Region labeling items
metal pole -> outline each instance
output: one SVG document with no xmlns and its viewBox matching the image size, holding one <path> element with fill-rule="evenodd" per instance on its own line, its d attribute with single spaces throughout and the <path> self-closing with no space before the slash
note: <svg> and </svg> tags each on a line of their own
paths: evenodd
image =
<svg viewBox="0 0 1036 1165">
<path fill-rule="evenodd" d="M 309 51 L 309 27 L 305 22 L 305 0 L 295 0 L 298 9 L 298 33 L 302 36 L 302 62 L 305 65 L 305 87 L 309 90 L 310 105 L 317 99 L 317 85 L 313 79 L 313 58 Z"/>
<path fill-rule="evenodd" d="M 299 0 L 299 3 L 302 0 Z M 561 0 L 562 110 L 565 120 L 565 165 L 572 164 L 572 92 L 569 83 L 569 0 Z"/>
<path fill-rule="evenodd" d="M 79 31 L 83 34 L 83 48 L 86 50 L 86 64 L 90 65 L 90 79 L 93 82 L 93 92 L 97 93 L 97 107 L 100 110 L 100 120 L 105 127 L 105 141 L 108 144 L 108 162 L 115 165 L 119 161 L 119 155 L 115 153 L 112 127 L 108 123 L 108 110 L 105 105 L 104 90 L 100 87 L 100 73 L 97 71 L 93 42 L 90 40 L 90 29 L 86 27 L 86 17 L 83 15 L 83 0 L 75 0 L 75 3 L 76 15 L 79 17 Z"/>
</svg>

---

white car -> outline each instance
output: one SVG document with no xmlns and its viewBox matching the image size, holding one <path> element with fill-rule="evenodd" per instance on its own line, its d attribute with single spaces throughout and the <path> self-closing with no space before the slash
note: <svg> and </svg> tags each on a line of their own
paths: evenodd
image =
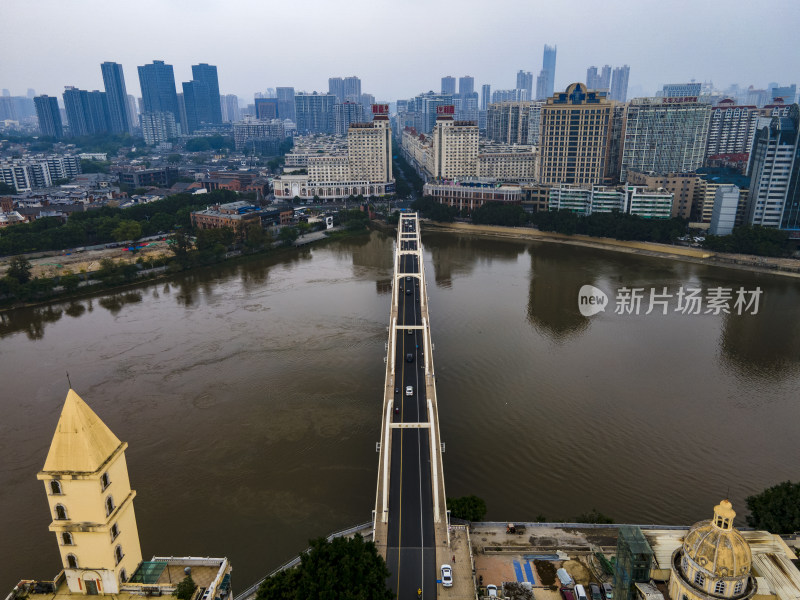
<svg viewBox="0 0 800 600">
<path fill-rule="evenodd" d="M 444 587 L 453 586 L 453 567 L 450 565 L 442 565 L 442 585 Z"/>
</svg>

## Work instructions
Update the rows from the line with "metal pole -> outline each instance" to the line with "299 0 L 299" by replacing "metal pole" with "steel pole" and leaving everything else unchanged.

## Solution to this problem
steel pole -> outline each instance
output: one SVG document with no xmlns and its viewBox matching the image size, holding one <path> element with fill-rule="evenodd" per instance on its own line, its d attribute with single spaces throughout and the <path> self-closing with no space before the slash
note: <svg> and </svg> tags each on a line of their own
paths: evenodd
image =
<svg viewBox="0 0 1036 1165">
<path fill-rule="evenodd" d="M 309 51 L 309 27 L 305 22 L 305 0 L 295 0 L 298 9 L 298 33 L 302 36 L 302 62 L 305 65 L 305 87 L 309 90 L 310 105 L 317 99 L 317 85 L 313 79 L 313 58 Z"/>
<path fill-rule="evenodd" d="M 299 0 L 299 3 L 302 0 Z M 561 0 L 562 110 L 565 120 L 565 165 L 572 164 L 572 92 L 569 83 L 569 0 Z"/>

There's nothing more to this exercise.